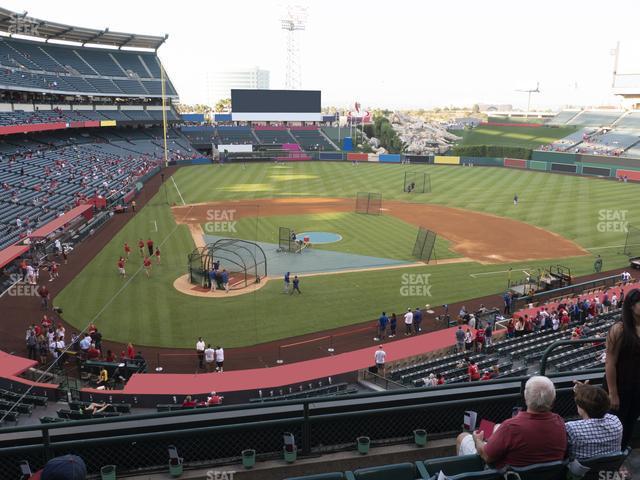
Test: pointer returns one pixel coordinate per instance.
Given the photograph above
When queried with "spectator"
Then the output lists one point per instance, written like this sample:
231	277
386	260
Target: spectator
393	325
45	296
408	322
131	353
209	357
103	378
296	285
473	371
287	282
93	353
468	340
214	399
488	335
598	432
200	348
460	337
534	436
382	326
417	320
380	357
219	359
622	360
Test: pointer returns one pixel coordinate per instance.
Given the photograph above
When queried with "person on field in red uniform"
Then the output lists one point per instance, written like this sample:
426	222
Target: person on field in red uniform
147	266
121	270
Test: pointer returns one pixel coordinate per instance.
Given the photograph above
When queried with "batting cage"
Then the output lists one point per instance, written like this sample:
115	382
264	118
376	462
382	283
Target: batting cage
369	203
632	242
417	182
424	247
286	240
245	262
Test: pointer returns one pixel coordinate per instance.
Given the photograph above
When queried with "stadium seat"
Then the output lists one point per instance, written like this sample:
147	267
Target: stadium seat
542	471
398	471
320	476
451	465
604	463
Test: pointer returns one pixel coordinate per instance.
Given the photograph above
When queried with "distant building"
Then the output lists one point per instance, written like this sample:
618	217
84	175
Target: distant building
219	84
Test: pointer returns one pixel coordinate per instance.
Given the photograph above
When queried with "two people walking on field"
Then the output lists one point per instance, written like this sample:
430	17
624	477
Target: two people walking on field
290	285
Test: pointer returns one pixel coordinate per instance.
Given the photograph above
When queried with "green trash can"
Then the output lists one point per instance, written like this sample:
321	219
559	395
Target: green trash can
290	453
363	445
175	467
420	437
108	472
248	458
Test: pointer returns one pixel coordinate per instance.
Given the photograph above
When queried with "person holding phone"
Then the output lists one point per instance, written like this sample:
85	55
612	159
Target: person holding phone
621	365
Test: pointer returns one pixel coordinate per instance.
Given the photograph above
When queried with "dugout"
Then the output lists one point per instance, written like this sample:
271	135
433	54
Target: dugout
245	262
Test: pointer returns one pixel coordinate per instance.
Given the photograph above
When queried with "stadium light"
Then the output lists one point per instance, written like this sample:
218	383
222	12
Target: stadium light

══════

:: Do this ::
Return the whole listing, word for word, and leave out every picture.

:: Response below ::
Test: pointer returns one pixel coordinate per instance.
Given the photograph above
When queried with "spectator"
Then the output lists one point per instance, written like this sample:
231	277
386	260
Target: spectator
393	325
45	296
408	322
131	353
209	357
103	378
296	285
473	371
287	282
93	353
468	340
214	399
488	335
598	432
200	348
460	337
534	436
382	326
417	320
380	357
219	359
622	360
Test: pointer returns one pixel coordinate per instance.
Given the photograph above
When queried with "person on field in red uniform"
Then the output lists one point per instance, written like this sample:
426	222
Target: person on field in red uniform
147	266
121	270
Test: pointer returns one pixel coordinate per instance.
Given the photograph above
When queried with "batting cage"
Then the output lists one point per instance, written like this sample:
115	382
264	118
376	462
382	283
Target: batting cage
369	203
632	242
417	182
424	247
286	240
245	262
Test: pointer returns one pixel coordinate per instance.
Given the photograph above
When queried with "stadium seat"
Then the output lists one point per instance, written like this sample:
147	267
Target: stadium seat
542	471
398	471
320	476
451	465
604	463
Test: pointer returns one pixel coordinate per instance.
Given the photograph above
When queried with "distant building"
Then the output lists one point per instance, written like this sample:
618	217
84	175
Target: distant building
219	84
Test: pointer returns one pixel coordinate per instance.
Given the photograph above
When queried with "two people walking on field"
Then the output lists one point per instance, written like this sample:
430	17
624	477
Target: two people walking on field
290	285
Test: pointer returns one pixel coordinate per instance.
Given the photograph above
When queried with "green trash can"
Then the output lists one point per instance, written like this sample:
321	219
559	395
Target: green trash can
290	453
363	445
175	467
420	437
108	472
248	458
Test: pointer returns one pixel coordinate per instance.
Given the photograph above
When queried with "person holding phone"
Then the output lists one point per instance, written like this sample:
85	55
612	159
Target: person holding phone
621	365
Test: pointer returns one pixel coordinate per instance.
Given the photograph above
When queried with "dugout"
Then the output lists one point per instance, written like this sample:
271	135
433	54
Target: dugout
245	262
Test: pointer returns one pixel coordinate per instance.
Given the photograph above
When queried with "stadium light"
Then the output lists one point per instance, written like this sample:
218	383
222	12
Target: stadium light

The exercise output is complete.